■ **Work required**: List every line in the data that contains the string "shirt". Case counts.

· · ·

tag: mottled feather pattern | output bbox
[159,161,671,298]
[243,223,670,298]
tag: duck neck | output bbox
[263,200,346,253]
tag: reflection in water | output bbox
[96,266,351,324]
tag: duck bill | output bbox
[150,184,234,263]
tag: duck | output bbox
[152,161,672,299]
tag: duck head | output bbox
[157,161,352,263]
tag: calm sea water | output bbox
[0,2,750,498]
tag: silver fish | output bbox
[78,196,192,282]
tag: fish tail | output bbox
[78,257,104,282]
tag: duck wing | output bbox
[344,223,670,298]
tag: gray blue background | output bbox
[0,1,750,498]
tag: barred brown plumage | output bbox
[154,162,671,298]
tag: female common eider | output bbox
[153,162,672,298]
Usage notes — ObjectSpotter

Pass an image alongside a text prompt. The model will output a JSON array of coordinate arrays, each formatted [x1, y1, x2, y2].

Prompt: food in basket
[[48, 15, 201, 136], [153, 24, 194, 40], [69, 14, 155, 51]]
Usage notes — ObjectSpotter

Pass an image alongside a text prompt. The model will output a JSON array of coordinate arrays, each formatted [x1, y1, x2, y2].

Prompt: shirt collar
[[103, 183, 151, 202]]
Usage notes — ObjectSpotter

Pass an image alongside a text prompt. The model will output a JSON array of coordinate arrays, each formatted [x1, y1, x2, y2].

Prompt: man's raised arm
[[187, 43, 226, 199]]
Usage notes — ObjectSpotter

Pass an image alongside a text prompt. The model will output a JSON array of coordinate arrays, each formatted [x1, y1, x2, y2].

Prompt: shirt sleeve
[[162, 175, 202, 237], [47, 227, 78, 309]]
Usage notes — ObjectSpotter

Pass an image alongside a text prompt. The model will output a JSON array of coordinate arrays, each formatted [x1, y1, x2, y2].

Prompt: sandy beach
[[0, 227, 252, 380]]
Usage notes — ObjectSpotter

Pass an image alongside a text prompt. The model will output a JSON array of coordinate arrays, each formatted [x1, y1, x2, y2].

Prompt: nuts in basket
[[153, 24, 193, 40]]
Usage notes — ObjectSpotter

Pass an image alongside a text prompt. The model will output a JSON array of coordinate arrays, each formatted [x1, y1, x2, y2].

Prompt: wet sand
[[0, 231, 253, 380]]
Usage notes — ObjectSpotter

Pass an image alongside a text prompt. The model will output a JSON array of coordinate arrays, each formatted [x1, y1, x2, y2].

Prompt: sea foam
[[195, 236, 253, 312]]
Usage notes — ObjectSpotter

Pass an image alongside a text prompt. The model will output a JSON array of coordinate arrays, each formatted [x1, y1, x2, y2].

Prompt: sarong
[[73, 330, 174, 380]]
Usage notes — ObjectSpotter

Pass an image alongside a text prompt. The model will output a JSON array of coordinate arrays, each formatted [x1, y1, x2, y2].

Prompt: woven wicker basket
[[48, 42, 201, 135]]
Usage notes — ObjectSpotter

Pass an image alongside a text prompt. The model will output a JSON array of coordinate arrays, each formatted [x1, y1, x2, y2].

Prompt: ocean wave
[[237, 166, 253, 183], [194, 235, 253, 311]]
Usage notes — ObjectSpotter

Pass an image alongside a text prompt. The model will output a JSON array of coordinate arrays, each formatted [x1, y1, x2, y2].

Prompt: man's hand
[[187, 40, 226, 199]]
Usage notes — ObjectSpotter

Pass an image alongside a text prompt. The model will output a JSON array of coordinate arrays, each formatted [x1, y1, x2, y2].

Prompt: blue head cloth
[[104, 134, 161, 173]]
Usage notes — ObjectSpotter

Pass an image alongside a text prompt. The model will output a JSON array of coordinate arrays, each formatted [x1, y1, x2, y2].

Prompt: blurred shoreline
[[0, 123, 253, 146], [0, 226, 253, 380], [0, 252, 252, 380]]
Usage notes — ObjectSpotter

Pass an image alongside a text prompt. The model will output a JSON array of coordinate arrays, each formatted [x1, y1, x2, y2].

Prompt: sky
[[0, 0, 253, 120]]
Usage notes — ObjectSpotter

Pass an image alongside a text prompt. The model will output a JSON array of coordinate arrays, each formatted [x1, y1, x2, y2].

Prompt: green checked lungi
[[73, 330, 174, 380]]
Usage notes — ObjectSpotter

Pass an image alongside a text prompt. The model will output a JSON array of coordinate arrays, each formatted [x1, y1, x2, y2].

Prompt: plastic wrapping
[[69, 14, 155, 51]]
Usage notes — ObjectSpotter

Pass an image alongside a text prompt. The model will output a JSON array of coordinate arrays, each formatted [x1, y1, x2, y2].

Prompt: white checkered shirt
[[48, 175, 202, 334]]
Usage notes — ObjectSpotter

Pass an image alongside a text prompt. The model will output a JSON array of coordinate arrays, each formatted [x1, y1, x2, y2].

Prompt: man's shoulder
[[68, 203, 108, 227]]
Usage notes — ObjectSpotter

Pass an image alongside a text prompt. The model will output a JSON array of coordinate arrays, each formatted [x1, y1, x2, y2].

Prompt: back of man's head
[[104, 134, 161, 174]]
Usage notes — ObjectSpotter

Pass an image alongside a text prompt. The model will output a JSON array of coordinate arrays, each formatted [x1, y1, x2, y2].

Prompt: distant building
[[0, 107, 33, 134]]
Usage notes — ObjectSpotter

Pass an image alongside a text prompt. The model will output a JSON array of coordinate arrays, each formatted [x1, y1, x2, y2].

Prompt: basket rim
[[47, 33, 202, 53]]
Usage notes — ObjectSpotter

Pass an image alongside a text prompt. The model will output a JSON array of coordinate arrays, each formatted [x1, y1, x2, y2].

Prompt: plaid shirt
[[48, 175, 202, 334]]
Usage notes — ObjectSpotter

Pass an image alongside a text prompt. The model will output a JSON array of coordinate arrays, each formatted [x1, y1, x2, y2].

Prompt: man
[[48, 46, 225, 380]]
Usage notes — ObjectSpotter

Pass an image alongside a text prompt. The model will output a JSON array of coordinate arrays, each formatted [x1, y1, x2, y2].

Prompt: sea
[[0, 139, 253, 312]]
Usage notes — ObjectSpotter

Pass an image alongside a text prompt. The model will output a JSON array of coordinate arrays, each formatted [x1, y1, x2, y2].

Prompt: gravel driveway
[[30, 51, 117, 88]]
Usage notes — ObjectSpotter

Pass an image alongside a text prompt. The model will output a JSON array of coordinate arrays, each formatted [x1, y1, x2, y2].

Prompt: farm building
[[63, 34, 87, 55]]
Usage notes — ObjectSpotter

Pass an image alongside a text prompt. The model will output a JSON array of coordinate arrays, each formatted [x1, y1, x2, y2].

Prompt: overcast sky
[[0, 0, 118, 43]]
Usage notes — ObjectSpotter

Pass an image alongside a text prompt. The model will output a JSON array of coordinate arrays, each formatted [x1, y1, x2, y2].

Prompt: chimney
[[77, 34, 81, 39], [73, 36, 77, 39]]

· · ·

■ **Expected output**:
Prompt: shirt collar
Prompt: shirt sleeve
Prompt: white checkered shirt
Prompt: plaid shirt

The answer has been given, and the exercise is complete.